* Belge:
Ana içeriğe atla

"Türk'ün gücü her şeye yeter!"


1882 tarihinde doğduğu düşünülen ve başta Eskişehir olmak üzere Manastır, Bursa ve İzmir’de öğretmenlik ve maarif müdürlüğü yapan Ethem Nejat, “Türkçülük” his ve düşüncesi ile yetişmiştir.
Balkan savaşının yarattığı tüm olumsuzlukları, izci öğrencileriyle birlikte gönüllü olarak savaşa katılarak ve bir süre Sırplara esir düşmesi sebebiyle esaret hayatı yaşayarak görmüştür.  Dönem itibariyle sadece Hıristiyan’lar değil, başta Arap’lar olmak üzere Türk olmayan Müslümanlar da Devletin parçalanmasına yönelik ellerinden geleni yapmaktadırlar.

Bu olumsuzluklardan etkilen tüm Osmanlı aydınları gibi, bu büyük İmparatorluğun kurtuluşunun, Türklük bilincinin yerleşmesi ve daha da önemlisi Milli bir ekonomi ile gerçekleşeceğine inanmaktaydı.

Dönemin en önemli özelliği Türkçü Derneklerin ortaya çıktığı, bir başka ifade ile  “Örgütlü Türkçülük” faaliyetlerinin yapılmasıdır. Onun fikir dünyasını besleyen iki önemli isim vardı ki bunlardan Ömer Seyfettin ile 1918 yılında Türk Kadını adlı dergide, Ziya Gökalp ile de Çocuk Dünyası adlı yayın organında birlikte yazma fırsatını da bulmuştur.

* Alıştırma Yönergeleri:
1. Ethem Nejat metninde "Ana içeriğe atla" sözleriyle başlayıp "ellerinden geleni yapmaktadırlar." sözleriyle biten bölümü olduğu gibi aktarınız.
2. Ethem Nejat metnine göre Ethem Nejat hangi şehirlerde öğretmenlik ve maarif müdürlüğü yapmıştır?
3. Ethem Nejat metnini son cümlesinden sonrasıyla sürdürünüz.

* Veri Kayıtları:
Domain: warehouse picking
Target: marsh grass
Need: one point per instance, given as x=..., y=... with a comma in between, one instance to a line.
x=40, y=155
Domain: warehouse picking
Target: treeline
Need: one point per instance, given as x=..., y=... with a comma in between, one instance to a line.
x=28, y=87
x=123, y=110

* Alıştırma Cevapları:
1.
Ana içeriğe atla

"Türk'ün gücü her şeye yeter!"


1882 tarihinde doğduğu düşünülen ve başta Eskişehir olmak üzere Manastır, Bursa ve İzmir’de öğretmenlik ve maarif müdürlüğü yapan Ethem Nejat, “Türkçülük” his ve düşüncesi ile yetişmiştir.
Balkan savaşının yarattığı tüm olumsuzlukları, izci öğrencileriyle birlikte gönüllü olarak savaşa katılarak ve bir süre Sırplara esir düşmesi sebebiyle esaret hayatı yaşayarak görmüştür.  Dönem itibariyle sadece Hıristiyan’lar değil, başta Arap’lar olmak üzere Türk olmayan Müslümanlar da Devletin parçalanmasına yönelik ellerinden geleni yapmaktadırlar.

2. Eskişehir, Manastır, Bursa ve İzmir'de.

3.
Dönemin en önemli dergisi olan Türk Yurdu’nun yanı sıra, Ethem Nejat ile Osman Ferit (Uyguç) tarafından çıkarılan iki dergiden birisi olan ve köy yaşamında yapılacak değişiklikler vasıtasıyla üretimin arttırılmasını konu alan “Toprak” dergisi ile eğitim konularını içeren “Yeni Fikir” dergisi de oldukça önemlidir.

Bir Türk eğitimcisinin o günkü koşullarda isteyebileceği ne varsa O da onu istiyor, Türk çocuklarına verilecek eğitimin milli vicdan, milli ülkü aşılayacak esasları içermesi gerektiğini, milli ülkünün ise ‘Turan' olduğunu, Türklük bilinci ile yetişmeyen ve bu eğitim sonrasında önemli bir donanıma sahip olmayan vatandaşlarla mevcut sorunların aşılamayacağını düşünüyordu.

En bilinen eseri hiç kuşku yok ki 1913 yılında Bursa'da kaleme aldığı “Türklük Nedir ve Terbiye Yolları” adlı eseridir. Bu eserinde, Türk çocuklarının gerek fiili gerekse iktisadi savaşa hazırlanması için izcilik gibi, gençleri askerliğe hazırlayan kuruluşlara önem verilmesi gerektiğini belirtiyordu.

Bununla beraber, Bulgar ve Rum çeteleri gibi Türklerin de milli çeteler kurması gerektiğini, çete eğitimlerinin ise okullarda verilmesinin zorunlu olduğunu ifade ederek, dönemin düşünce dünyasına göre çok daha radikal tedbirler alınmasını istiyordu.

Eğitim sistemi hakkında o gün gördüğü çelişkiler bu gün yaşananlar sıkıntılara benzemiyor mu?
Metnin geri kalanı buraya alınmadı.